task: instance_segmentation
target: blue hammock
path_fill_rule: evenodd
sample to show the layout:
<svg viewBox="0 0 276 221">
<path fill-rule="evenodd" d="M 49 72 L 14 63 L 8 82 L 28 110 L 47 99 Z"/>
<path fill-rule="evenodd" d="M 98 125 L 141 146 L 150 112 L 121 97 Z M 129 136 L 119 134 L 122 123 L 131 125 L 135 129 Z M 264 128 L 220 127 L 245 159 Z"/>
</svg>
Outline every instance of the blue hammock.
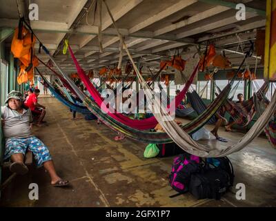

········

§ GOAL OF THE EXERCISE: Could you recast every line of the rows above as a numbered list, skipping blank lines and leaving out the pictures?

§ FINAL RESULT:
1. task: instance_segmentation
2. target: blue hammock
3. path_fill_rule: evenodd
4. sample to show the layout:
5. <svg viewBox="0 0 276 221">
6. <path fill-rule="evenodd" d="M 49 72 L 14 63 L 8 82 L 28 110 L 47 99 Z"/>
7. <path fill-rule="evenodd" d="M 98 125 L 141 146 L 150 112 L 121 97 Z M 129 136 L 119 134 L 122 123 L 131 125 L 135 129 Z M 264 128 L 220 127 L 245 159 Z"/>
8. </svg>
9. Outline every instance of the blue hammock.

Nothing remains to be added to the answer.